* Begin *
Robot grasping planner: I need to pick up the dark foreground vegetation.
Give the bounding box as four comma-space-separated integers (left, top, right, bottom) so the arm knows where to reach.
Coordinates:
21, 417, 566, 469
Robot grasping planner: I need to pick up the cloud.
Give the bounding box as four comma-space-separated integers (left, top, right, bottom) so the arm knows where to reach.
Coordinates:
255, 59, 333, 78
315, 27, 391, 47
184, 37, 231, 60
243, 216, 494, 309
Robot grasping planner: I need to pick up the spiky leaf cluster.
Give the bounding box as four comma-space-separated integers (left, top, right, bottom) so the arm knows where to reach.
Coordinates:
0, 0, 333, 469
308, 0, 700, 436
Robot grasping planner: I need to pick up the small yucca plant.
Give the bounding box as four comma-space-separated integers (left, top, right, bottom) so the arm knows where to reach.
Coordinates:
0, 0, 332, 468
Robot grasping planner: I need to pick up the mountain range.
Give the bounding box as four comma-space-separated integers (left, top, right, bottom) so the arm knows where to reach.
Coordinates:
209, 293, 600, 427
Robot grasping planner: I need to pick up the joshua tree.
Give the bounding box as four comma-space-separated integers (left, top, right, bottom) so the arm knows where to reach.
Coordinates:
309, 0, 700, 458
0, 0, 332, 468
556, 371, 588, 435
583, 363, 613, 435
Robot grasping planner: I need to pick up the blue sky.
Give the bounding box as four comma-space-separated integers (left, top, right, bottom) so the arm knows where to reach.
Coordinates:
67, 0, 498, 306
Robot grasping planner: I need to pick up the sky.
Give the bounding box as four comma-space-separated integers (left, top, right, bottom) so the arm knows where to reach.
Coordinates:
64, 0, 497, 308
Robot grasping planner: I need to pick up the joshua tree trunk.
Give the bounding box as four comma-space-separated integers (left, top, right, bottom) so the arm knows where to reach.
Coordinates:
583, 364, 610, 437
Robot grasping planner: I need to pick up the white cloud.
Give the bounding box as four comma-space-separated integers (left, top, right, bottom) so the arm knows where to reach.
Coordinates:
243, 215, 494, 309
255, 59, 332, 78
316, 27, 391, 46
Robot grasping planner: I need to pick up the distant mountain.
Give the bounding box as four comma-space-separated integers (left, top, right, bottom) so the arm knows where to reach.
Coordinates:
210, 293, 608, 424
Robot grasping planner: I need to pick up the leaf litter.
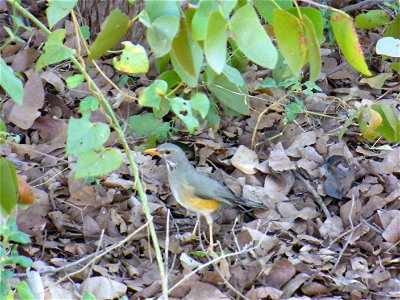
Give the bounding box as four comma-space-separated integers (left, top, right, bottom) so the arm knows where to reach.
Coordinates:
0, 4, 400, 299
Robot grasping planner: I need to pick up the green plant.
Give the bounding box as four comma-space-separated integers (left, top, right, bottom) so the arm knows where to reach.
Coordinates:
0, 217, 35, 299
339, 102, 400, 142
0, 0, 388, 297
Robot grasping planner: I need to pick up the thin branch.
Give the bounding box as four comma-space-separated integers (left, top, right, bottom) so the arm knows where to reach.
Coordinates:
342, 0, 394, 12
9, 0, 168, 299
13, 221, 149, 278
332, 196, 356, 272
294, 172, 332, 219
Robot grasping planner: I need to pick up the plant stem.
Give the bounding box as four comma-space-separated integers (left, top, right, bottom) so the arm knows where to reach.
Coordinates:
9, 0, 168, 299
297, 0, 346, 14
302, 110, 345, 121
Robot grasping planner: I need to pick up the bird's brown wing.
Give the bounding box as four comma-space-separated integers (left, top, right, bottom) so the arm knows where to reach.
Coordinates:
185, 172, 236, 206
186, 172, 266, 208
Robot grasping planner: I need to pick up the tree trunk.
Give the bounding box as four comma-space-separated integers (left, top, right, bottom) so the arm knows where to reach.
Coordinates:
78, 0, 145, 44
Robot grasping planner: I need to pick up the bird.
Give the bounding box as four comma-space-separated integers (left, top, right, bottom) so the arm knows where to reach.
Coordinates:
144, 143, 266, 252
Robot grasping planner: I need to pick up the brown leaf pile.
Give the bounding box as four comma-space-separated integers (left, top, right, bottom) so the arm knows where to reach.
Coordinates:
0, 2, 400, 299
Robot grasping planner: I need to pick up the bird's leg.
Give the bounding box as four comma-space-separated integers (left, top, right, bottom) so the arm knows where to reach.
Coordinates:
204, 215, 214, 253
192, 214, 200, 238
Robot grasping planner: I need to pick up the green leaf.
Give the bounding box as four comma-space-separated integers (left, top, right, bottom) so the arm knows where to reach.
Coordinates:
231, 4, 278, 69
389, 61, 400, 73
255, 77, 277, 89
331, 11, 372, 76
79, 96, 99, 116
65, 74, 85, 89
354, 9, 390, 29
113, 41, 149, 74
286, 99, 304, 122
0, 119, 7, 145
192, 0, 218, 41
144, 0, 180, 22
36, 29, 75, 71
303, 15, 322, 81
358, 107, 382, 142
66, 116, 110, 155
170, 97, 200, 133
75, 148, 122, 178
204, 11, 228, 74
274, 9, 307, 76
206, 101, 221, 132
0, 56, 24, 105
375, 36, 400, 57
338, 111, 358, 141
126, 113, 169, 137
207, 70, 250, 115
81, 25, 90, 41
154, 54, 170, 73
147, 16, 179, 57
0, 157, 18, 216
139, 80, 168, 109
222, 65, 245, 86
89, 9, 130, 60
6, 255, 33, 268
288, 7, 324, 44
46, 0, 78, 28
371, 102, 400, 142
9, 230, 32, 244
217, 0, 237, 18
384, 14, 400, 39
170, 18, 203, 87
253, 0, 293, 24
228, 38, 250, 72
15, 281, 37, 300
189, 93, 210, 119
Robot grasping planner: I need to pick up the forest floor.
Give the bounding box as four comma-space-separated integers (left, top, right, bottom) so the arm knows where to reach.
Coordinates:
0, 1, 400, 299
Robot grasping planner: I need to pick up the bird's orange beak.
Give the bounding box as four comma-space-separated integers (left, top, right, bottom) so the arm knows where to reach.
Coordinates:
144, 148, 160, 156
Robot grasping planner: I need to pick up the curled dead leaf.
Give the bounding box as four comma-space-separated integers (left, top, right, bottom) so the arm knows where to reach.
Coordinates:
18, 175, 36, 205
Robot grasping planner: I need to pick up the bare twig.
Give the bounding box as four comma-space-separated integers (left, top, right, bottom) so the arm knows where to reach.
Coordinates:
342, 0, 394, 12
332, 196, 356, 272
294, 172, 331, 218
168, 241, 262, 293
13, 221, 149, 278
251, 95, 286, 150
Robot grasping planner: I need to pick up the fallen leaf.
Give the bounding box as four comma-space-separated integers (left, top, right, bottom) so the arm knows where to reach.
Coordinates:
9, 70, 44, 129
231, 145, 259, 174
80, 276, 127, 300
* End *
▶ _AIM_: Please turn the whole listing above into a numbered list, one line per item, and skip any blank lines. Leave the pictures out of your answer.

▶ _FINISHED TASK_:
1. Robot grasping planner: I need to pick up the dark foreground vegetation.
2. Give the bounding box as four comma-space-separated integers (left, top, right, bottom) so the arm knows where to reach.
3. Coordinates:
4. 21, 417, 566, 469
5. Robot grasping planner: I need to pick up the cloud.
6. Give the bounding box as four comma-space-separated integers (left, top, right, bottom) so the arm knows where to reach.
7. Coordinates:
8. 255, 59, 333, 78
9. 315, 27, 391, 47
10. 184, 37, 231, 60
11. 243, 216, 494, 309
12. Robot grasping planner: I need to pick up the spiky leaf cluster.
13. Give the bounding box as four comma-space-separated integers (left, top, right, bottom) so the arm knows where to reach.
14. Coordinates:
15. 0, 0, 333, 469
16. 308, 0, 700, 436
17. Robot grasping planner: I need to pick up the small yucca plant.
18. Give the bounding box as four comma-space-separated integers (left, top, right, bottom) so the arm knows where to reach.
19. Coordinates:
20. 0, 0, 332, 468
21. Robot grasping planner: I need to pick up the mountain range.
22. Give the bounding box as four comma-space-separated integers (left, top, right, bottom) so the arm knows where to reach.
23. Coordinates:
24. 209, 293, 600, 427
25. Robot grasping planner: I need to pick up the joshua tree.
26. Give the bounding box as four comma-space-separated integers (left, top, right, bottom) so the arm knows where to reach.
27. Coordinates:
28. 309, 0, 700, 458
29. 0, 0, 332, 468
30. 556, 371, 588, 435
31. 583, 363, 613, 435
32. Robot grasping planner: I need to pick up the blue sky.
33. Give the bounding box as four comma-space-separated integers (left, top, right, bottom) so the arm knows where to reach.
34. Coordinates:
35. 67, 0, 498, 306
36. Robot grasping planner: I need to pick up the sky.
37. Give the bounding box as four comma-space-separated integers (left, top, right, bottom) so the arm knows where to reach.
38. Coordinates:
39. 64, 0, 497, 308
40. Robot grasping planner: I need to pick up the joshua tree trunk.
41. Give the bounding box as four comma-space-separated integers (left, top, right, bottom) so the arm knows where to reach.
42. Coordinates:
43. 583, 364, 610, 437
44. Robot grasping planner: I need to pick up the white cloud.
45. Give the bounding box as four comma-space-separated integers (left, top, right, bottom) so the arm knows where to reach.
46. Coordinates:
47. 243, 215, 494, 309
48. 255, 59, 332, 78
49. 316, 27, 391, 46
50. Robot grasping planner: I need to pick up the distant mountain.
51. Give the bounding box as four comma-space-separated integers (left, top, right, bottom) so the arm knows where to reach.
52. Coordinates:
53. 210, 293, 608, 424
54. Robot grasping planner: I need to pick up the leaf litter.
55. Give the bounding box as four comma-space-separated integers (left, top, right, bottom) so the arm knows where to reach.
56. Coordinates:
57. 0, 4, 400, 299
58. Robot grasping planner: I need to pick up the green plant.
59. Give the bounding box as four comma-space-separated integers (left, top, right, bottom) so the arm knows where to reach.
60. Coordinates:
61. 0, 217, 35, 299
62. 339, 102, 400, 142
63. 0, 0, 388, 297
64. Robot grasping planner: I need to pick up the thin branch.
65. Give the bounding box as four comma-space-separated integers (left, top, right, bottom) so the arm knows where to reach.
66. Coordinates:
67. 342, 0, 394, 12
68. 9, 0, 168, 299
69. 13, 221, 149, 278
70. 332, 196, 356, 272
71. 294, 172, 332, 219
72. Robot grasping planner: I need to pick up the plant stem.
73. Give the bounding box as four comma-space-separated integers (left, top, right, bottom) so the arm knows where to reach.
74. Coordinates:
75. 9, 0, 168, 299
76. 297, 0, 346, 14
77. 302, 110, 345, 121
78. Robot grasping planner: I need to pick up the bird's brown wing.
79. Give the bounding box as four comma-space-separated integers (left, top, right, bottom) so the arm knows where to reach.
80. Coordinates:
81. 185, 172, 236, 206
82. 186, 172, 266, 208
83. Robot grasping planner: I need to pick up the tree trunk.
84. Give the bounding box as four comma-space-separated integers (left, top, right, bottom) so the arm knows where to reach.
85. Coordinates:
86. 78, 0, 145, 44
87. Robot grasping planner: I need to pick up the bird.
88. Give the bounding box as four comma-space-separated integers (left, top, right, bottom) so the arm knows where to reach.
89. Coordinates:
90. 144, 143, 266, 252
91. Robot grasping planner: I need to pick up the brown leaf pile.
92. Give the bounding box as four comma-space-separated integers (left, top, right, bottom) so the arm knows where to reach.
93. Coordinates:
94. 0, 2, 400, 299
95. Robot grasping planner: I need to pick up the bird's leg.
96. Give the bounding box as four comma-space-separated integers (left, top, right, bottom) so the arm knows where to reach.
97. Coordinates:
98. 204, 215, 214, 253
99. 192, 214, 200, 238
100. Robot grasping planner: I need to pick up the green leaf.
101. Give the bounding box as four comma-space-separated integers (left, top, right, bottom) so the arm knows where to reach.
102. Coordinates:
103. 231, 4, 278, 69
104. 389, 61, 400, 73
105. 255, 77, 277, 89
106. 331, 11, 372, 76
107. 79, 96, 99, 116
108. 65, 74, 85, 89
109. 354, 9, 390, 29
110. 113, 41, 149, 74
111. 286, 99, 304, 122
112. 0, 119, 7, 145
113. 192, 0, 218, 41
114. 144, 0, 180, 22
115. 36, 29, 75, 71
116. 303, 15, 322, 81
117. 358, 107, 382, 142
118. 66, 116, 110, 155
119. 170, 97, 200, 133
120. 75, 148, 122, 178
121. 204, 11, 228, 74
122. 274, 9, 307, 76
123. 206, 101, 221, 132
124. 0, 56, 24, 105
125. 375, 36, 400, 57
126. 338, 111, 358, 141
127. 126, 113, 169, 137
128. 207, 70, 250, 115
129. 81, 25, 90, 41
130. 154, 54, 170, 73
131. 147, 16, 179, 57
132. 0, 157, 18, 216
133. 139, 80, 168, 109
134. 222, 65, 245, 86
135. 89, 9, 130, 60
136. 6, 255, 33, 268
137. 288, 7, 324, 44
138. 46, 0, 78, 28
139. 371, 102, 400, 142
140. 9, 230, 32, 244
141. 217, 0, 237, 18
142. 384, 14, 400, 39
143. 170, 18, 203, 87
144. 253, 0, 293, 24
145. 228, 38, 250, 72
146. 15, 281, 37, 300
147. 189, 93, 210, 119
148. Robot grasping planner: I need to pick up the forest floor.
149. Give the bounding box as four comma-space-separated integers (left, top, right, bottom) so the arm knows where to reach.
150. Coordinates:
151. 0, 1, 400, 299
152. Robot grasping planner: I need to pick up the bird's orange beak.
153. Give the bounding box as four comma-space-separated integers (left, top, right, bottom) so the arm knows where to reach.
154. Coordinates:
155. 144, 148, 160, 156
156. Robot grasping planner: I need to pick up the curled dead leaf.
157. Give the bounding box as four comma-space-separated integers (left, top, right, bottom) so the arm knows where to reach.
158. Coordinates:
159. 18, 175, 36, 205
160. Robot grasping planner: I need to pick up the bare twig.
161. Give the bounding box as four comma-space-separated integers (left, top, right, bottom) so the arm knows where to reach.
162. Coordinates:
163. 342, 0, 394, 12
164. 332, 196, 356, 272
165. 294, 172, 331, 218
166. 168, 241, 262, 293
167. 13, 221, 149, 278
168. 251, 95, 286, 150
169. Robot grasping planner: I need to pick up the fallen leaf.
170. Give the bounding box as four comma-space-separated integers (left, top, right, bottom) so the arm knows where to reach.
171. Coordinates:
172. 9, 70, 44, 129
173. 231, 145, 259, 174
174. 80, 276, 127, 300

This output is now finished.